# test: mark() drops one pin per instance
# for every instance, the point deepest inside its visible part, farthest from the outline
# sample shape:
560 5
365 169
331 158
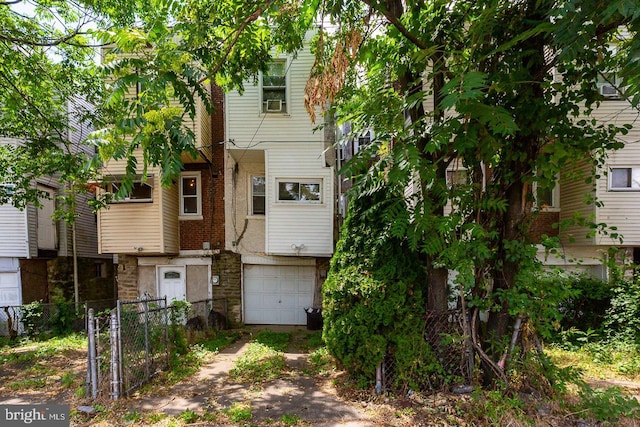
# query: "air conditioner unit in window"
274 105
609 91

## [WHAT IS BEING ASKED]
Please reproduce every item above line for line, leaving out the pictures.

## [EXPECTED ANSWER]
# test: mark() drops one pin per instance
# for every instance, the point deepest inside its visible part, farthest from the outline
# sample shape:
560 5
365 169
331 158
# query: "air conditioner unit in window"
274 105
609 91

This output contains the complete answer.